### Problem requirements
Retype only what runs from the beginning of the data through the line with "TARGET = hummingbird's outstretched wing"; please omit the pictures and keep every line exact.

### Listed entries
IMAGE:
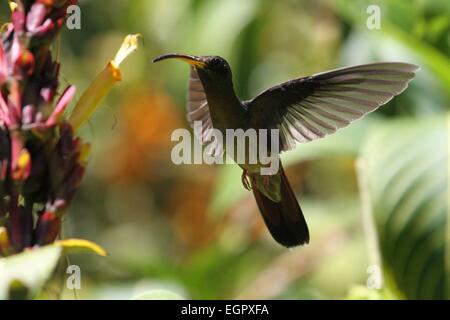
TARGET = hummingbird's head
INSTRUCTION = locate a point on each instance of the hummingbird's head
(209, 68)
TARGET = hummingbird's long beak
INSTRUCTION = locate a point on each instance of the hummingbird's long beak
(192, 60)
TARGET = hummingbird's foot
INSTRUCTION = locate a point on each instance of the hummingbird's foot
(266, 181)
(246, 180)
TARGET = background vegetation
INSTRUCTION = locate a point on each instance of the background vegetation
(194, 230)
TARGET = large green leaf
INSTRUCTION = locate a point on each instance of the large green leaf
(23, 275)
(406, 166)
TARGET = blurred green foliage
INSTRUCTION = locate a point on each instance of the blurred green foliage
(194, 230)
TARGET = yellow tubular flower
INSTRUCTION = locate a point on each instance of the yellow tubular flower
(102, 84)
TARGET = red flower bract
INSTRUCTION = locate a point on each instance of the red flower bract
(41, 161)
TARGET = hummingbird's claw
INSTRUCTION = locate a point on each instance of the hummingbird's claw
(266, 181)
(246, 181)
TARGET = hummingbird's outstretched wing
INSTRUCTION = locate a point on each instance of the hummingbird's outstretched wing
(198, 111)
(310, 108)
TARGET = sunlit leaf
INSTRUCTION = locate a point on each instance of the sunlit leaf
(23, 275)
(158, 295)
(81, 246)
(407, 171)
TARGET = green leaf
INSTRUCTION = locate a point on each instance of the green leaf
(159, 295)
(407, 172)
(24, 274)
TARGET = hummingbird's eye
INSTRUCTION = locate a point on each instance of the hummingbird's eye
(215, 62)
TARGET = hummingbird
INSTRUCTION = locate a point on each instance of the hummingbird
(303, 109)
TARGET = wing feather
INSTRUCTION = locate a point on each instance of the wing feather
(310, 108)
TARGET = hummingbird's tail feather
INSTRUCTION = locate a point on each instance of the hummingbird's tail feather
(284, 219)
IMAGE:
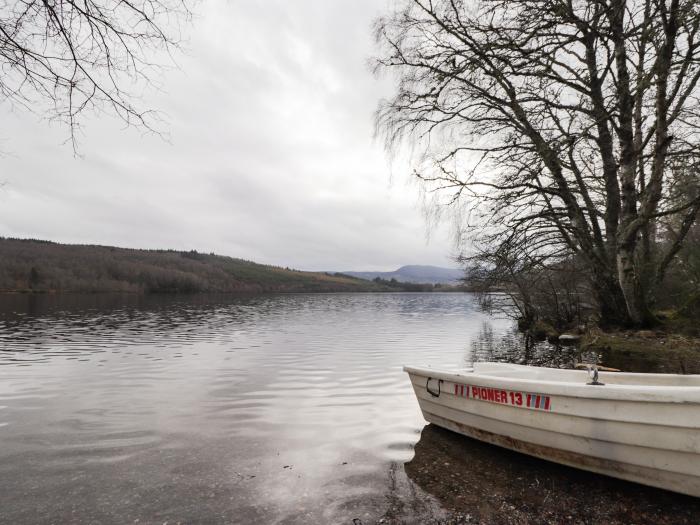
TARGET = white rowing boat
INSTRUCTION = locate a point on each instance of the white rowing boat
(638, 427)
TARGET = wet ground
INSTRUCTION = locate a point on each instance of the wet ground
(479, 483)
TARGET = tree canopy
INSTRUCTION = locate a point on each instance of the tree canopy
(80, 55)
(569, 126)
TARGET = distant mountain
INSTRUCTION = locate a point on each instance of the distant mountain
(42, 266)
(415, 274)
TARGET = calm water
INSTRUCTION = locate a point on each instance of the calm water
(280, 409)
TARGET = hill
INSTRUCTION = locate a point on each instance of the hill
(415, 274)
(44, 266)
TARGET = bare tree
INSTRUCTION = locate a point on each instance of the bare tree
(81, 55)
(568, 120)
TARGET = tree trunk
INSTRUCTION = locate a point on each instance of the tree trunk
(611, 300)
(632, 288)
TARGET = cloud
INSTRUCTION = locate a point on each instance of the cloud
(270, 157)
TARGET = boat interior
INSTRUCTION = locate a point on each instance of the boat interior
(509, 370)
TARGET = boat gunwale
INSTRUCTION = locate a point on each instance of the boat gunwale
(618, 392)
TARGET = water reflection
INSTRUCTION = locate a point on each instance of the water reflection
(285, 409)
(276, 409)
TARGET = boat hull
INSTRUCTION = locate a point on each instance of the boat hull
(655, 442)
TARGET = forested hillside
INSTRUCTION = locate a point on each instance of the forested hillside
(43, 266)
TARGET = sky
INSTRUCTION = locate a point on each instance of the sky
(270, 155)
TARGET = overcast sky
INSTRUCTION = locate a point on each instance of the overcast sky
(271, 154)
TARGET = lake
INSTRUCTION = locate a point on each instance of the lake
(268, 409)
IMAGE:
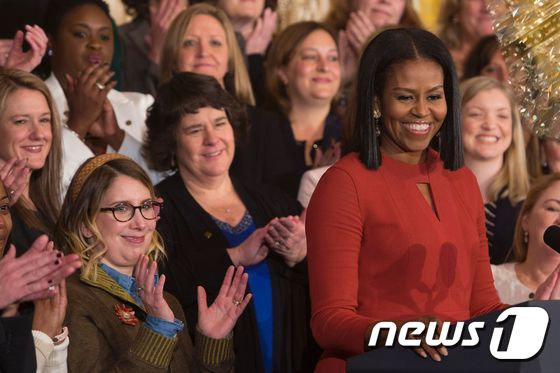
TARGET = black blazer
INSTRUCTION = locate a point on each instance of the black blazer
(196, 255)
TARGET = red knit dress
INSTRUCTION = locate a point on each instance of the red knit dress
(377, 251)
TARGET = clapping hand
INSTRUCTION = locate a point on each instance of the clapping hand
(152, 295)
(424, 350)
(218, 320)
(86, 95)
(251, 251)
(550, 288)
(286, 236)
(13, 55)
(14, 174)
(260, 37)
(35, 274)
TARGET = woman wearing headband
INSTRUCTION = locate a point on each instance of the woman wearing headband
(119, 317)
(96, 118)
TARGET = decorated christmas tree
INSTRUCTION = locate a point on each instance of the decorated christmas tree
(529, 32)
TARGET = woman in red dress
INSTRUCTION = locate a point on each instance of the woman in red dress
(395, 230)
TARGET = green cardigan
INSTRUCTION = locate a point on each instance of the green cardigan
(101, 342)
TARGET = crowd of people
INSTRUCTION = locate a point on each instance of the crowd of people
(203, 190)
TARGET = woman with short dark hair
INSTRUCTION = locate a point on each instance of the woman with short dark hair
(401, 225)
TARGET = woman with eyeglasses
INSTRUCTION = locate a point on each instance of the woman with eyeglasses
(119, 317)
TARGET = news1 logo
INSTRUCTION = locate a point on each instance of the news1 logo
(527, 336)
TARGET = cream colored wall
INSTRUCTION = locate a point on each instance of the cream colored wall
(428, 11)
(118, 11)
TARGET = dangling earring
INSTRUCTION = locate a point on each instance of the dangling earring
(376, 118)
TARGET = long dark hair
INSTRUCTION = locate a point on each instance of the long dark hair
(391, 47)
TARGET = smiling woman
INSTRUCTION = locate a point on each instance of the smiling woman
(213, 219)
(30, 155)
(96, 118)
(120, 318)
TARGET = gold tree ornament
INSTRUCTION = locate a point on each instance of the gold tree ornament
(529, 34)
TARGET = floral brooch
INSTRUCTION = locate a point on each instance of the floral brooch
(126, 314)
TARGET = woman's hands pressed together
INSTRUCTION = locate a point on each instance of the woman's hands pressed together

### Written answer
IMAGE:
TARGET = hummingbird's head
INSTRUCTION = locate a point on each instance of the hummingbird's head
(209, 68)
TARGET = hummingbird's long beak
INSTRUCTION = locate a point on each instance of the hummingbird's long beak
(192, 60)
TARGET = hummingbird's foot
INSTRUCTION = locate a point on each instance of the hummingbird's foot
(266, 181)
(246, 180)
TARGET = background vegetation
INSTRUCTION = locate a point on each instance of the background vegetation
(194, 230)
TARGET = large green leaf
INSTRUCTION = locate a point on each instance of the large green leaf
(23, 275)
(406, 166)
TARGET = blurred green foliage
INSTRUCTION = locate a point on each instance of the blurred green foliage
(194, 230)
TARGET = yellow tubular flower
INSTRUCTION = locate a point on each instance of the yellow tubular flower
(102, 84)
TARGET = red flower bract
INSTRUCTION = locate a point on each instance of the red flower bract
(41, 161)
TARGET = hummingbird's claw
INSTRUCTION = locate a point on each instance of the hummingbird's claw
(266, 181)
(246, 181)
TARGET = hummingbird's outstretched wing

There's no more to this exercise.